[Collected data]
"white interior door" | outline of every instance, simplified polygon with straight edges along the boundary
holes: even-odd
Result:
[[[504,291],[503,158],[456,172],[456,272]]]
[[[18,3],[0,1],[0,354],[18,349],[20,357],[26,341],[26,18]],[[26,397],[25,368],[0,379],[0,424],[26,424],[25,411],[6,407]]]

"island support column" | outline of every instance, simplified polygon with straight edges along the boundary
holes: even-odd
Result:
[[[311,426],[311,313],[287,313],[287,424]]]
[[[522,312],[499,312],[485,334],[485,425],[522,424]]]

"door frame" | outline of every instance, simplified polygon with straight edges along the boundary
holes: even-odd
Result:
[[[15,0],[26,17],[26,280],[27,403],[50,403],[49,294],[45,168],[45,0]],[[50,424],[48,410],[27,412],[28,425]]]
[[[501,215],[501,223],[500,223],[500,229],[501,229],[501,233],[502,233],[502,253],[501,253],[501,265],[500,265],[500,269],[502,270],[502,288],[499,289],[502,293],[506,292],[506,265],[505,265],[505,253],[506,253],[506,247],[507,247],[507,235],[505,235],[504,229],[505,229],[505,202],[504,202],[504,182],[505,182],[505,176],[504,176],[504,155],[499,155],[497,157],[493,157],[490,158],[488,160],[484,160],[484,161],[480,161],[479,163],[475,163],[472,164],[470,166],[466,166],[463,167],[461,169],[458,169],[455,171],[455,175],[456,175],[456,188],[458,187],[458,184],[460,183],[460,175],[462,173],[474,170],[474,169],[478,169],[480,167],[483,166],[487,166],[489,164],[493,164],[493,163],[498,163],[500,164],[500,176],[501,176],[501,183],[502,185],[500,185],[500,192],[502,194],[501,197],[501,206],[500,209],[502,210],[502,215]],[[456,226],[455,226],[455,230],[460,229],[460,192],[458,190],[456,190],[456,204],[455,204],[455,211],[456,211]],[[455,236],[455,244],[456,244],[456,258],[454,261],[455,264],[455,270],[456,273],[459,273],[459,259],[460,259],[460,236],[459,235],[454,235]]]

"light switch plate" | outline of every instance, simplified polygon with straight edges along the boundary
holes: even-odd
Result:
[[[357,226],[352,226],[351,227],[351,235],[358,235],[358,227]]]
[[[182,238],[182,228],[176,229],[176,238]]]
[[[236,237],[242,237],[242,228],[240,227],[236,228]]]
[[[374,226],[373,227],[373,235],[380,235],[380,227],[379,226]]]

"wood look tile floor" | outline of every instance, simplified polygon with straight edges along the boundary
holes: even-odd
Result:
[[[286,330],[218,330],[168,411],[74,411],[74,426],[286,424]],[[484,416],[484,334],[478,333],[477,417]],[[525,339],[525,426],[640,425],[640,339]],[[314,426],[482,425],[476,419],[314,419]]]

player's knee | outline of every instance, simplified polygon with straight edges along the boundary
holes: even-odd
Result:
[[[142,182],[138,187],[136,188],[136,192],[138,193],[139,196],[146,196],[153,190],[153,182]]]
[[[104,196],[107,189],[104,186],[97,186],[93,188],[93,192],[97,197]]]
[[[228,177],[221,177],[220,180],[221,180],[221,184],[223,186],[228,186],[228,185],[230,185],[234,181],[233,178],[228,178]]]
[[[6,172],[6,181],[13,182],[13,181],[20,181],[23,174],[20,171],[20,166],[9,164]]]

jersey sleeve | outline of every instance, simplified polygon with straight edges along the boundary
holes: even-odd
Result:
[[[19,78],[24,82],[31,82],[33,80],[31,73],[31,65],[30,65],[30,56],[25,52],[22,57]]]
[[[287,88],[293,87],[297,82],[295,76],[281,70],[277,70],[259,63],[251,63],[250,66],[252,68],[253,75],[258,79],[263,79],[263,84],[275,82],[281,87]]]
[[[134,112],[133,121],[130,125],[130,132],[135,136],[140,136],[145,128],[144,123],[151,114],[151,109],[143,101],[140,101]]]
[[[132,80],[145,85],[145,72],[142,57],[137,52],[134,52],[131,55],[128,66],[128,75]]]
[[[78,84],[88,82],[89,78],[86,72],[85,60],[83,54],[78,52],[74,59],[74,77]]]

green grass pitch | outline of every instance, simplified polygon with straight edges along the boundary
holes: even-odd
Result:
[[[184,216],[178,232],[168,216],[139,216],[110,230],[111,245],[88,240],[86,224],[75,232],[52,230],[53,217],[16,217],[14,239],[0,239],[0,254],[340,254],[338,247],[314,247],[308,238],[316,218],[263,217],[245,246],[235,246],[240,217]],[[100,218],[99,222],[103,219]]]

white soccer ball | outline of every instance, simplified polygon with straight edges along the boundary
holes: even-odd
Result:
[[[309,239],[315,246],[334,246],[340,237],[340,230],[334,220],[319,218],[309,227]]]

### Exercise aim:
From the entries above, extract each line containing "white".

### Solution:
"white interior door" | outline of every instance, simplified polygon with straight edges along the boundary
white soccer ball | outline of every instance, simplified polygon with straight edges along the boundary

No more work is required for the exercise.